Which lines in the data below contain the string "striped"? Extract each of them in full, and treat uppercase and lowercase as different.

▶ [Coordinate annotation data]

────

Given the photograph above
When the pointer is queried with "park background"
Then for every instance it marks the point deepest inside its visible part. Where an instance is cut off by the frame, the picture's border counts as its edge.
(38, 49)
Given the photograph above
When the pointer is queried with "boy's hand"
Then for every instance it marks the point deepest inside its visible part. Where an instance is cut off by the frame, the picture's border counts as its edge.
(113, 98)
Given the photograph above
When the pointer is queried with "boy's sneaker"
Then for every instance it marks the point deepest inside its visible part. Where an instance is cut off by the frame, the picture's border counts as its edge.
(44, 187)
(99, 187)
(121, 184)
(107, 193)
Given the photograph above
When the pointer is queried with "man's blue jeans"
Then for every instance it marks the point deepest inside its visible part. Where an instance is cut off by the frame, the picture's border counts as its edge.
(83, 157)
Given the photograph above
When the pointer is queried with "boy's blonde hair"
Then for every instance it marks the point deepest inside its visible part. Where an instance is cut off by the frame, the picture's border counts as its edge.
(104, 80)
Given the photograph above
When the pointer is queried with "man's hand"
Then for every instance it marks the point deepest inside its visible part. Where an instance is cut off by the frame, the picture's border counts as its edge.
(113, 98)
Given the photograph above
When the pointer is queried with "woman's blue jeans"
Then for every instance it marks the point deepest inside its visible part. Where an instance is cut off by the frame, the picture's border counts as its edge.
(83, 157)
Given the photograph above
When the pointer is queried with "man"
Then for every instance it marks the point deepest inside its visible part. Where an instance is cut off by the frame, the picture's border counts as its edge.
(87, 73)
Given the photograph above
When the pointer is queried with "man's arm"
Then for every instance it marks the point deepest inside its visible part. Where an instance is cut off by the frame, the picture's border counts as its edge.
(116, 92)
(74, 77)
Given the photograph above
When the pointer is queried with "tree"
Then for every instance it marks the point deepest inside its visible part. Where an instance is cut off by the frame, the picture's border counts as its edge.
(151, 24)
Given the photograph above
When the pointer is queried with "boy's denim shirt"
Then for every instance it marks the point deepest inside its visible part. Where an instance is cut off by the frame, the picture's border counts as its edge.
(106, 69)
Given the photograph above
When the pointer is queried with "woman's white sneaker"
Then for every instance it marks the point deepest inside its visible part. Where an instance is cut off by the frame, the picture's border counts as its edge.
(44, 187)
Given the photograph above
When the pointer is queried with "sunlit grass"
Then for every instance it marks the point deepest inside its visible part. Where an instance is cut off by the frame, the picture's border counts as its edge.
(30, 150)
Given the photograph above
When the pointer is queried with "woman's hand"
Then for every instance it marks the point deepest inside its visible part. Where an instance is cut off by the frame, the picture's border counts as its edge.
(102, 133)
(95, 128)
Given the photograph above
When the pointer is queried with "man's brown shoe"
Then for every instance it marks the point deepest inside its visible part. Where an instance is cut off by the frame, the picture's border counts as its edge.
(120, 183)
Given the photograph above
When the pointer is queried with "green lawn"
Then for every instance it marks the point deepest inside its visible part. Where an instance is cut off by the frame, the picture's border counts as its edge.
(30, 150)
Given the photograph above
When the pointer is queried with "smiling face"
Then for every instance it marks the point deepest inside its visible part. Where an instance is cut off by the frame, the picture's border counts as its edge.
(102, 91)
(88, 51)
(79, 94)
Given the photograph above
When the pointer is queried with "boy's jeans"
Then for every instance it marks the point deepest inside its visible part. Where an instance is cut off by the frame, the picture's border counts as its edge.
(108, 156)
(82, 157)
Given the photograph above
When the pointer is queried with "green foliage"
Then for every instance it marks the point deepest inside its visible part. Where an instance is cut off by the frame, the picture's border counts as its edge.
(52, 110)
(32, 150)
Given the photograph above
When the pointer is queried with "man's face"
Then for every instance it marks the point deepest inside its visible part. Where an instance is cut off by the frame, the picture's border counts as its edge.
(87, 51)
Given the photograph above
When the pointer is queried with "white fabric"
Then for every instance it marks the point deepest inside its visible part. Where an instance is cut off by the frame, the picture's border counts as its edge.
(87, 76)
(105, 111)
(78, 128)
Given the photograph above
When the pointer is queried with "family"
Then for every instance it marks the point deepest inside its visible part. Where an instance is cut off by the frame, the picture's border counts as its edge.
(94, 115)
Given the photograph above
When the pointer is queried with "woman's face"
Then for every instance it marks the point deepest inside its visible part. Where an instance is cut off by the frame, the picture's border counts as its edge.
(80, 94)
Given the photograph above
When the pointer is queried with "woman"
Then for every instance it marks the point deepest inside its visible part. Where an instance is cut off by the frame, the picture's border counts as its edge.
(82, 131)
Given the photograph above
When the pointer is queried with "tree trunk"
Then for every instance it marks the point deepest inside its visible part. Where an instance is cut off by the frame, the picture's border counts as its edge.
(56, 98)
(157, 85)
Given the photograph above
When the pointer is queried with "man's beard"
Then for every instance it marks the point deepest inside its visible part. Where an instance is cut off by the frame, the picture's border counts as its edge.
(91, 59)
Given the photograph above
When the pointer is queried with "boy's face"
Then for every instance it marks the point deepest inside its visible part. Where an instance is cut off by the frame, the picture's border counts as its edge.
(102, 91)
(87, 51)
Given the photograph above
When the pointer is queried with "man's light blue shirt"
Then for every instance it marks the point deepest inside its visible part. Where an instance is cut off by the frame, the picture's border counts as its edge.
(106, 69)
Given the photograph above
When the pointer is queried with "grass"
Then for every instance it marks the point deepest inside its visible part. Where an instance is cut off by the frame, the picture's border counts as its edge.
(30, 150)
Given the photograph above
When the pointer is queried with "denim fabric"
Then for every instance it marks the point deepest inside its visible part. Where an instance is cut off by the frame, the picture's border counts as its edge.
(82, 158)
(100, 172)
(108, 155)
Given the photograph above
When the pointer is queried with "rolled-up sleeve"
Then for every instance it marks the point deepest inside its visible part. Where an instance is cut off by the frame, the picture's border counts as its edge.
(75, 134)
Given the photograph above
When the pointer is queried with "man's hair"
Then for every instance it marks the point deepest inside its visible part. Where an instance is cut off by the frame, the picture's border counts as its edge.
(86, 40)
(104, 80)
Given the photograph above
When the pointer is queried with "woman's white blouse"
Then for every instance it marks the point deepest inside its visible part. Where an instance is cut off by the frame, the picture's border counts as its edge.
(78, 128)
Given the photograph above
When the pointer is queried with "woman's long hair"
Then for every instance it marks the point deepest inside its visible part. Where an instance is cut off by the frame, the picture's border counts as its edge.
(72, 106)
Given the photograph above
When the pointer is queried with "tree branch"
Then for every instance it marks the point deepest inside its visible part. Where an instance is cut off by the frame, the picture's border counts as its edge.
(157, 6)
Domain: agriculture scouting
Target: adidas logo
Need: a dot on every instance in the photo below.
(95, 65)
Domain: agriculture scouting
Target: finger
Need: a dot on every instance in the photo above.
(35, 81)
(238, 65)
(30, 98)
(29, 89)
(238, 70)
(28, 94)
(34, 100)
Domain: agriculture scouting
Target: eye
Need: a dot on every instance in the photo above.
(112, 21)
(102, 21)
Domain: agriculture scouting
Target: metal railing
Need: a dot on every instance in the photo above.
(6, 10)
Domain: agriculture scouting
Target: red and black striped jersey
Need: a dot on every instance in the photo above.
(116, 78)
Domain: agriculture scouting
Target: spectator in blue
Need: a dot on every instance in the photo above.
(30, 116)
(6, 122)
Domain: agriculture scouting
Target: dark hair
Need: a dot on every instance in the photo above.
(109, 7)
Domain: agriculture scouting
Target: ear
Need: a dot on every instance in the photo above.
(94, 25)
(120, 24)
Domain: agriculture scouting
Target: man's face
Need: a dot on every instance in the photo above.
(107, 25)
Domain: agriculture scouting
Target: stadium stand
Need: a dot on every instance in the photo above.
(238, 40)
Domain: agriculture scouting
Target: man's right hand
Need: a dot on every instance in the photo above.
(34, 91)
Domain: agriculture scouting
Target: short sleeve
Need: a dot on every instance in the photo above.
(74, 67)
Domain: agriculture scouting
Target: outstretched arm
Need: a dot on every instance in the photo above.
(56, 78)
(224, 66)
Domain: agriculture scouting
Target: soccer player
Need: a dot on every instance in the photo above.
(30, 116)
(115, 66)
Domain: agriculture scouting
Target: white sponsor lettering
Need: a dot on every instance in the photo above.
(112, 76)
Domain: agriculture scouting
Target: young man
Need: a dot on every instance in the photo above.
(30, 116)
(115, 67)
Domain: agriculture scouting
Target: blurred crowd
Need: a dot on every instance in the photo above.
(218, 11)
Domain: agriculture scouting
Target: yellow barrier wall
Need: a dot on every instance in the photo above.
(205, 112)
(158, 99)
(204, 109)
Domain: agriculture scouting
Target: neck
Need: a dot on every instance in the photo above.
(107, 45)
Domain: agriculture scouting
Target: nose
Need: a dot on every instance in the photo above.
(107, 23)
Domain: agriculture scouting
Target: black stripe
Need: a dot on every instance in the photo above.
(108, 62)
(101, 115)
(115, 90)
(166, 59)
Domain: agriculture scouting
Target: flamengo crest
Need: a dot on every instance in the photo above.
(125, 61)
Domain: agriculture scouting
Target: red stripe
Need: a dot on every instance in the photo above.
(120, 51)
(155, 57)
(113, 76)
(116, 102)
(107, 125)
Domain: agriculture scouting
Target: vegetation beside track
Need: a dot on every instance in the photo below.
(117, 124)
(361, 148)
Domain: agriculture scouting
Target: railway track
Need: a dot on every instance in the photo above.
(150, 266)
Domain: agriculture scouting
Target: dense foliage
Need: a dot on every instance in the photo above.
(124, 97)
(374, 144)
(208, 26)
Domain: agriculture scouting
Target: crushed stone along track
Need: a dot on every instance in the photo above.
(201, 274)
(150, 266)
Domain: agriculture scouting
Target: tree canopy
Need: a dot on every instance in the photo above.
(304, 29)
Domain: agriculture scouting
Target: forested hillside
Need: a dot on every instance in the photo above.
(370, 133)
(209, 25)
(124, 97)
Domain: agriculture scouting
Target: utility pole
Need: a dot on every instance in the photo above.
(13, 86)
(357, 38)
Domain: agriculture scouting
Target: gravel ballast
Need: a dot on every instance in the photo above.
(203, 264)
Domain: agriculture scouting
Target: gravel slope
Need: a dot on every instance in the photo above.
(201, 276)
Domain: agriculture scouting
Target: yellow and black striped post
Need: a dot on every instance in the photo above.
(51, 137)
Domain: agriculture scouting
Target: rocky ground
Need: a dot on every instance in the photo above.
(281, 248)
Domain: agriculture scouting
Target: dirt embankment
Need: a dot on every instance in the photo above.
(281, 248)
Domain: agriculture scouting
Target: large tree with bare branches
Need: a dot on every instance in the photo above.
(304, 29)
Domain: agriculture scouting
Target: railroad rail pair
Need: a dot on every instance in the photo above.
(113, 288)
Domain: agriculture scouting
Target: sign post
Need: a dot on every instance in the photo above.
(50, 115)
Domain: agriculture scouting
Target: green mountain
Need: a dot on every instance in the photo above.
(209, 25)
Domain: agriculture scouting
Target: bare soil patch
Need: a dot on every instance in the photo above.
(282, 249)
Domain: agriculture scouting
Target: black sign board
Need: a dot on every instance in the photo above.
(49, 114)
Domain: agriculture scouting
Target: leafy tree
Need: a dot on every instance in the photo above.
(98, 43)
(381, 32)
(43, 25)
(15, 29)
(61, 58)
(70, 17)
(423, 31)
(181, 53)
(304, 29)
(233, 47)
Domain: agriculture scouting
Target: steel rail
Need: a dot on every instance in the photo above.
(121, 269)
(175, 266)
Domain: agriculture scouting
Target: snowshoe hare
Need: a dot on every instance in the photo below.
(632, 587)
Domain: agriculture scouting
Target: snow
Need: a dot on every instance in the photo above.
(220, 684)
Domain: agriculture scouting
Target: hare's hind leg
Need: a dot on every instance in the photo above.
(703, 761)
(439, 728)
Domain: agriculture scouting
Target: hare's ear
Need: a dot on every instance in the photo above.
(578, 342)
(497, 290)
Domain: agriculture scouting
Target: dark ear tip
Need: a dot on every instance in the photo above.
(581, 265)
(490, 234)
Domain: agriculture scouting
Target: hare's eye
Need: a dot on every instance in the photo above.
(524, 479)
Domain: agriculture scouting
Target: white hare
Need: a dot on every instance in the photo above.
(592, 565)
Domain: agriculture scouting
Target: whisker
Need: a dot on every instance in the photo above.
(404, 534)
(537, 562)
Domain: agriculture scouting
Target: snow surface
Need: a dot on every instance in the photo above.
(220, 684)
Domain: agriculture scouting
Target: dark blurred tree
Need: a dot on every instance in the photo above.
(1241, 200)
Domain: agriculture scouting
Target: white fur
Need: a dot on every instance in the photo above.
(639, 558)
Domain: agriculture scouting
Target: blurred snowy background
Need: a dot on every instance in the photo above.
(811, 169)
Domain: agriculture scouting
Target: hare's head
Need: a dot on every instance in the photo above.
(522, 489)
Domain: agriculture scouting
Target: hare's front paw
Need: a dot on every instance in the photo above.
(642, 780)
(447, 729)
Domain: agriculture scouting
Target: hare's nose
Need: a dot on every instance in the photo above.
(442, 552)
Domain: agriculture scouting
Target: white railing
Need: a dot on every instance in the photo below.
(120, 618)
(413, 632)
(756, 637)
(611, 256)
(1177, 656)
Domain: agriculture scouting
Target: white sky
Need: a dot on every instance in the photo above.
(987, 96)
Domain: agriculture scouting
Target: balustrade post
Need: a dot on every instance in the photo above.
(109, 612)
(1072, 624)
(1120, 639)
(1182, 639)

────

▶ [CORRECT OUTPUT]
Target: red and black striped jersey
Target: yellow and black striped post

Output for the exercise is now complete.